Reading text:
# How to implement a exponential of a hamiltonian, but non-unitary, matrix in QISKIT?

I need a way to implement exponential of a matrix so that I can create a gate that is analogous to rotation using that matrix, similar to how rotation in the $$x$$ axis uses the Pauli-$$X$$ gate. This is one of the matrices that I want to implement the exponential.

$$A = \frac{1}{2\sqrt{2}}\begin{pmatrix} 0 & 1 & 1 & 0\\ 1 & 0 & 0 & 1\\ 1 & 0 & 0 & 1\\ 0 & 1 & 1 & 0 \end{pmatrix}$$

I want to to make a circuit that computes $$e^{i \phi A}$$

Hamiltonian needs to be Hermitian not unitary. Matrix $$A$$ is Hermitian so it can be exponentiated using the classes in qiskit's opflow.

Note that, your matrix can be written as $$A = \frac{1}{2\sqrt{2}}(I \otimes X + X \otimes I)$$

So the following circuit computes $$e^{-i \phi A}$$

from qiskit.opflow import I, X
from qiskit.opflow import PauliTrotterEvolution, Suzuki
from qiskit.circuit import Parameter
from numpy import sqrt

_const = 1 / (2 * sqrt(2))

Tasks for this exercise:
- a) In the Qiskit thread, what property does the reply say a Hamiltonian must have?
- b) Pick up the Qiskit thread on exponentiating matrix A where it stops.

Data shown:
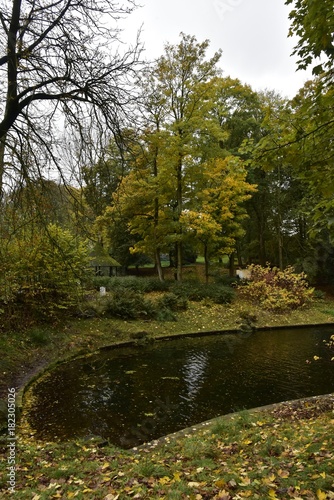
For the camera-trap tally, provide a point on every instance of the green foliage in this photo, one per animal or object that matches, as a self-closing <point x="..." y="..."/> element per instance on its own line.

Answers for this exercise:
- a) It must be Hermitian, not unitary.

- b)
A = _const * (I ^ X) + _const * (X ^ I)

phi = Parameter('ϕ')

evolution_op = (phi * A).exp_i() # exp(-iϕA)

trotterized_op = PauliTrotterEvolution(trotter_mode = Suzuki(order = 1)).convert(evolution_op)
circ = trotterized_op.to_circuit()
circ.draw('mpl')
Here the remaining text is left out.